Source extract:

So can the relationship between the police and subject communities be understood in terms of a conflict cycle, and can that model explain the perceptions of individual police and individual suspects in a real way? I think so.

If we take a look at the relationship between specific communities, especially communities of color with a low socio-economic status, and their respective police departments we often see a long history of abuse and exploitation and troublesome, often violent, interactions between police and suspects. Police know, going into one of “those” communities, that they are entering a threatening environment. The police will often respond to such patrols with an “us against them” mentality. The community also looks with suspicion on the police, seeing cops as oppressors and representatives of a system that serves only to abuse and exploit the members of the community. The police are certainly not seen as helpful public servants.

When officers enter these communities, they are prepped for combat and are socialized to suffer no challenge to their authority. Any indication of trouble should be met with immediate force. In some cases, it’s understood that force is the only thing that “those people” understand. Police enter these communities more aggressively and interact with members of the community in more authoritarian ways.

Members of the community then look with suspicion on the police and avoid interactions. When members of the community must interact with the police they do so defensively. From the point of view of the police, however, this is suspicious behavior. Police are more likely to assert authority and show aggression. Members of the community are more likely to resist. The increased assertiveness and aggression on the part of the police reinforce resistance and avoidance on the part of the community members, which, in turn, reinforce greater assertiveness and aggression on the part of the police, which continues to reinforce resistance and/or avoidance.

Information provided:
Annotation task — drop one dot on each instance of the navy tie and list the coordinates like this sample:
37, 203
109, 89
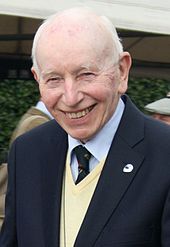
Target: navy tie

Goals:
1. Transcribe the police and community passage, starting at "Members of the community then" and ending at "resistance and/or avoidance.".
2. Answer these questions from the police and community passage:
(a) What mentality do police often bring to patrols in these communities?
(b) What should any indication of trouble be met with, according to how officers are prepped?
(c) How do community members behave when they must interact with the police?

Exercise solutions:
1.
Members of the community then look with suspicion on the police and avoid interactions. When members of the community must interact with the police they do so defensively. From the point of view of the police, however, this is suspicious behavior. Police are more likely to assert authority and show aggression. Members of the community are more likely to resist. The increased assertiveness and aggression on the part of the police reinforce resistance and avoidance on the part of the community members, which, in turn, reinforce greater assertiveness and aggression on the part of the police, which continues to reinforce resistance and/or avoidance.

2.
(a) An "us against them" mentality.
(b) Immediate force.
(c) They interact defensively.